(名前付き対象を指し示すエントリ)

★ ★ ★ ★

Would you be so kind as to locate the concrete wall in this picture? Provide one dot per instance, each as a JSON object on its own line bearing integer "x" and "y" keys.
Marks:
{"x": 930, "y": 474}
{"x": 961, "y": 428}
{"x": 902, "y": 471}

★ ★ ★ ★

_課題:_
上のリストの全行を、「番号」と「リストの行」の二列からなるMarkdownの表に書き直してください。空行は表に含めません。

_出力結果:_
| 番号 | リストの行 |
|---|---|
| 1 | Would you be so kind as to locate the concrete wall in this picture? Provide one dot per instance, each as a JSON object on its own line bearing integer "x" and "y" keys. |
| 2 | Marks: |
| 3 | {"x": 930, "y": 474} |
| 4 | {"x": 961, "y": 428} |
| 5 | {"x": 902, "y": 471} |